◆ Referring expression pointing data
★ ★ ★ ★ ★ ★ ★
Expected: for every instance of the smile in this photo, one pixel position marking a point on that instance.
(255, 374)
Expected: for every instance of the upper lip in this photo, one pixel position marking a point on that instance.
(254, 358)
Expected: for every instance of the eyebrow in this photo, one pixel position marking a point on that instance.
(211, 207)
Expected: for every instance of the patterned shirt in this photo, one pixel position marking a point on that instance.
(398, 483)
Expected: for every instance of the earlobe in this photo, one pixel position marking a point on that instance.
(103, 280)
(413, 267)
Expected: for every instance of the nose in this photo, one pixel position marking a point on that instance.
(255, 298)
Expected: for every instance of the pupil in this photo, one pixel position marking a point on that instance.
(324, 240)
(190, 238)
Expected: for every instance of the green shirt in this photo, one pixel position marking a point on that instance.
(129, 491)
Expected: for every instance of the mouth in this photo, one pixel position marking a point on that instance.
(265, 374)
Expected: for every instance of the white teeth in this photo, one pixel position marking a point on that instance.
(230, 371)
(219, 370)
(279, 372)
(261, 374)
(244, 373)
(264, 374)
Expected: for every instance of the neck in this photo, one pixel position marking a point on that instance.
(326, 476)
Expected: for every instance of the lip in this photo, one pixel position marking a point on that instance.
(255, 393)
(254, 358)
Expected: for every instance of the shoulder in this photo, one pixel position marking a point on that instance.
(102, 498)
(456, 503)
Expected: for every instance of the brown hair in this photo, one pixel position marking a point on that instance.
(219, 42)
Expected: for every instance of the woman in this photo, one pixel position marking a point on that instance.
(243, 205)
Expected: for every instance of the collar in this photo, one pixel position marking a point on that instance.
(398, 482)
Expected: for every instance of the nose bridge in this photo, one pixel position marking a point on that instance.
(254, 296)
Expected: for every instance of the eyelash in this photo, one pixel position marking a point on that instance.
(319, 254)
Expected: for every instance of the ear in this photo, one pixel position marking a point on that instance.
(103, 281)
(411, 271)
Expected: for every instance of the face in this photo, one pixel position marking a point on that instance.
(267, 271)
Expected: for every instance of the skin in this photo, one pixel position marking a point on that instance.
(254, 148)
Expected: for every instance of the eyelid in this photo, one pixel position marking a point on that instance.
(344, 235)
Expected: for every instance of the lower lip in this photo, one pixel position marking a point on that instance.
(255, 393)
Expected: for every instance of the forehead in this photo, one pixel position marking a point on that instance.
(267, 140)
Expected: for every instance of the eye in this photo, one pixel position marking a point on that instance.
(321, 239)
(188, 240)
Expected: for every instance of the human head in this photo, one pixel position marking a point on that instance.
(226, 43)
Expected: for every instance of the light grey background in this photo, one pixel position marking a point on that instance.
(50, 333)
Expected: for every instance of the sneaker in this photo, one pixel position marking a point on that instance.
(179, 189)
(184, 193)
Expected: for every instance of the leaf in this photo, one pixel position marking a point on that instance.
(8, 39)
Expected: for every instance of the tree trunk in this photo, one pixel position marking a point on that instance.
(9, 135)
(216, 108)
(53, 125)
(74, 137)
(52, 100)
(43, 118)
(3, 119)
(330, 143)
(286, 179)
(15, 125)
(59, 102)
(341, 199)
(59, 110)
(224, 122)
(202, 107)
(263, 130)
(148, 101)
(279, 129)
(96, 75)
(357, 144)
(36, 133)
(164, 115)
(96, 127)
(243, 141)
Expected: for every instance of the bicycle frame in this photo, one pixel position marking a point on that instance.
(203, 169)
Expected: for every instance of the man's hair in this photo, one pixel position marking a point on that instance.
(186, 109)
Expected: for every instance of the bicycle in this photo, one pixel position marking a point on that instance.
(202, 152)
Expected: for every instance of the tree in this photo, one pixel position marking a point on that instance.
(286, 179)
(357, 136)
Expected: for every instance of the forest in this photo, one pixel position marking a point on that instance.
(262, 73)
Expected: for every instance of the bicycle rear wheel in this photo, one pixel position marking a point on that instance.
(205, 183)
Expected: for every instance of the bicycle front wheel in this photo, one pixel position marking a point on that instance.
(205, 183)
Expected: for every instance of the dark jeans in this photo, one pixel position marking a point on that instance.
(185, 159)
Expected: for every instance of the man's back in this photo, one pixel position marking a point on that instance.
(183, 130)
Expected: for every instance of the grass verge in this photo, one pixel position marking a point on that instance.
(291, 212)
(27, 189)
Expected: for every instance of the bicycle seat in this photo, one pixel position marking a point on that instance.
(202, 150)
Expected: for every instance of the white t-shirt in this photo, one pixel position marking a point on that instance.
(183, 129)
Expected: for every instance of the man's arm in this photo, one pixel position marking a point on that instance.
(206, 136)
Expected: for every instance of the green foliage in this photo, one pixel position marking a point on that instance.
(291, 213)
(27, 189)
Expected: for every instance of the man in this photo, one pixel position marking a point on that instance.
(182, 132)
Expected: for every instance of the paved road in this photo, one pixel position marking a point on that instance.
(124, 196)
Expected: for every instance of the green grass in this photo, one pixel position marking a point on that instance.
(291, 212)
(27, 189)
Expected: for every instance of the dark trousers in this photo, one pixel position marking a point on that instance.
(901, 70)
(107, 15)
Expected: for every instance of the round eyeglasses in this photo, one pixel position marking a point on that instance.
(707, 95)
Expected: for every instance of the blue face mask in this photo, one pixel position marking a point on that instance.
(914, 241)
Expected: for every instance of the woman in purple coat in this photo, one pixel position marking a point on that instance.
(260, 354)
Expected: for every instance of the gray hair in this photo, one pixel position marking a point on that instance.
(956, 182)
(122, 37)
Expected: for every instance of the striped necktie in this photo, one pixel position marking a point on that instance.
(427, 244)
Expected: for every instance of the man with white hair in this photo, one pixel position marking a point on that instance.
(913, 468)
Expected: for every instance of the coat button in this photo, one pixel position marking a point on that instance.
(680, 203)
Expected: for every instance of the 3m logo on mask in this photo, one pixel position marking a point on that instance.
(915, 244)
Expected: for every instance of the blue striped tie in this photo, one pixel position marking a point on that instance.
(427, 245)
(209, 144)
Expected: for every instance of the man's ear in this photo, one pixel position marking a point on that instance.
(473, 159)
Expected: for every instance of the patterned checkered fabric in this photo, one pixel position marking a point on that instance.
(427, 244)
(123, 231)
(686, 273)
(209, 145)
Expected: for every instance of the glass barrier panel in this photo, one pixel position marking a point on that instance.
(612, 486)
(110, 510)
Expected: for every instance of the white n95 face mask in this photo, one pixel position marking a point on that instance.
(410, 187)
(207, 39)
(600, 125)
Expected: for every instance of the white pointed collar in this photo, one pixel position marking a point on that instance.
★ ★ ★ ★ ★ ★ ★
◆ DIRECTIONS
Every record above must be printed again exactly.

◆ EXERCISE RESULT
Expected: for every instance of the smile in this photo, one pixel position marking a point on that instance.
(255, 374)
Expected: for every instance of the upper lip in this photo, one pixel position marking a point on that instance.
(254, 358)
Expected: for every instance of the eyebrow in this photo, one pixel position marking a point on that instance.
(211, 207)
Expected: for every instance of the patterned shirt in this photo, one pixel position marking a point on that instance.
(398, 483)
Expected: for every instance of the earlobe in this photo, one pixel position marking a point on that instance.
(103, 280)
(413, 267)
Expected: for every instance of the nose in this photo, one pixel position marking a point on that instance.
(255, 298)
Expected: for every instance of the pupil in this photo, one pixel position marking a point on that instance.
(324, 240)
(190, 238)
Expected: for every instance of the green shirt in this photo, one pixel position marking a point on that instance.
(129, 491)
Expected: for every instance of the mouth in this photo, one pixel position marking a point on that instance.
(265, 374)
Expected: for every instance of the white teeth in this photo, one pixel position marking a point on that instance.
(230, 371)
(219, 370)
(279, 372)
(261, 374)
(244, 373)
(264, 374)
Expected: for every instance of the neck in this photo, one pixel position marking a point on that instance.
(326, 476)
Expected: for every instance of the lip in this photo, one pixel position marking a point on that instance.
(255, 393)
(254, 358)
Expected: for every instance of the shoulder in this photo, one pixel position marking a point on that instance.
(102, 498)
(456, 503)
Expected: for every instance of the brown hair in this photo, one pixel position marking a point on that instance.
(219, 42)
Expected: for every instance of the woman in this photo, one pixel position marking a point on that instance.
(243, 205)
Expected: for every instance of the collar in this photo, one pixel position marking a point on that instance.
(398, 482)
Expected: for every instance of the nose bridge in this photo, one pixel position marking a point on that instance.
(254, 296)
Expected: for every instance of the eyelash in this photo, one pixel position marking a point on that instance.
(319, 254)
Expected: for every instance of the ear in this photo, one pixel position marking a point on that instance.
(103, 281)
(411, 271)
Expected: for every instance of the face in this photo, one pixel position marking a point on that instance.
(267, 271)
Expected: for every instance of the skin in this photo, one pixel position marking a point on that instance.
(254, 148)
Expected: for every instance of the eyelid in this photo, one pixel position marking a point on that instance.
(344, 235)
Expected: for every instance of the lower lip in this photo, one pixel position marking a point on that instance.
(255, 393)
Expected: for every instance of the forehead in this photo, one pixel position marking a point on that instance.
(267, 140)
Expected: for every instance of the eye in this photo, one pixel position marking a point on that instance.
(321, 239)
(188, 240)
Expected: for every instance of the human head in this photo, one pixel position marking a point on that instance.
(226, 43)
Expected: for every instance of the light grey background in this photo, one pixel position marking a point on that instance.
(50, 333)
Expected: for every instance of the sneaker in this photo, one pixel position marking a point on that instance.
(179, 189)
(184, 193)
Expected: for every instance of the leaf in this photo, one pixel position marking a point on that instance.
(8, 39)
Expected: for every instance of the tree trunk in this photo, one pixel position marking a point on that instance.
(9, 135)
(216, 108)
(53, 125)
(74, 137)
(52, 100)
(43, 118)
(3, 119)
(330, 143)
(286, 179)
(15, 125)
(59, 102)
(341, 199)
(59, 110)
(224, 122)
(202, 107)
(263, 130)
(148, 101)
(279, 129)
(96, 75)
(357, 144)
(36, 133)
(164, 115)
(96, 127)
(243, 141)
Expected: for every instance of the bicycle frame in this photo, one pixel position marking a point on that instance.
(203, 169)
Expected: for every instance of the man's hair in this photo, one pixel position marking a point on that instance.
(186, 109)
Expected: for every instance of the bicycle in this photo, one pixel position marking a point on that instance.
(202, 152)
Expected: for every instance of the tree in this photo, one pixel position marking a point on that instance.
(286, 179)
(357, 136)
Expected: for every instance of the forest in this photo, one pixel position marking a point on that instance.
(262, 73)
Expected: for every instance of the bicycle rear wheel in this photo, one pixel position marking a point on that instance.
(205, 183)
Expected: for every instance of the bicycle front wheel in this photo, one pixel position marking a point on that instance.
(205, 183)
Expected: for every instance of the dark jeans in this photo, one pixel position marking a point on that instance.
(185, 159)
Expected: for every instance of the man's back in this photo, one pixel position marking a point on that instance.
(183, 130)
Expected: for every instance of the grass verge in this photo, one pixel position marking a point on that instance.
(291, 212)
(27, 189)
Expected: for every instance of the bicycle seat in this photo, one pixel position marking a point on that instance.
(202, 150)
Expected: for every instance of the white t-shirt in this photo, one pixel position marking a point on that instance.
(183, 129)
Expected: for every instance of the man's arm in this photo, one pixel position marking a point on that instance.
(206, 136)
Expected: for every instance of the green foliage in this photo, one pixel position marking a point on that instance.
(291, 213)
(27, 189)
Expected: for every instance of the man in this photo, one pixel position marking a point on that instance.
(182, 132)
Expected: for every instance of the paved road in this photo, one pixel position marking a point on that instance.
(124, 196)
Expected: for every instance of the green grass in this photo, one pixel position marking a point on that instance.
(291, 212)
(27, 189)
Expected: for every instance of the dark trousers in this photo, one pixel position marking a point on that instance.
(901, 70)
(107, 15)
Expected: for every instance of the round eyeglasses in this photo, one pixel position marking a point on that instance.
(707, 95)
Expected: for every instance of the blue face mask in this photo, one pixel position marking a point on that instance.
(914, 241)
Expected: for every instance of the woman in purple coat in this photo, one pixel position marking a point on that instance.
(260, 354)
Expected: for every instance of the gray hair in this photo, one pixel position marking a point on that instance.
(956, 182)
(122, 37)
Expected: for every instance of the striped necktie in this photo, one pixel position marking a point on that instance.
(427, 244)
Expected: for every instance of the man with white hair in this photo, one pixel position marking a point on that instance.
(913, 468)
Expected: for every instance of the coat button in this photo, one pixel position marking a point on that instance.
(680, 203)
Expected: for every instance of the 3m logo on mask in this photo, one pixel position marking a point on that instance.
(915, 244)
Expected: for every instance of the blue striped tie in this photo, one pixel position marking a point on that instance.
(427, 245)
(209, 144)
Expected: for every instance of the man's ear in this photo, one pixel position marking a point on that instance.
(473, 159)
Expected: for every instance of the patterned checkered fabric in this photo, one pixel position marking a point on that instance.
(427, 244)
(123, 231)
(686, 273)
(209, 145)
Expected: for every instance of the glass barrier panel in this photo, one pixel position marking a point on that instance.
(612, 486)
(110, 510)
Expected: for every instance of the white n95 face mask in this photo, one pixel position marking a point on that instance.
(410, 187)
(207, 39)
(600, 125)
Expected: for every instance of the white pointed collar in this photo, one pixel position marking a point on that instance.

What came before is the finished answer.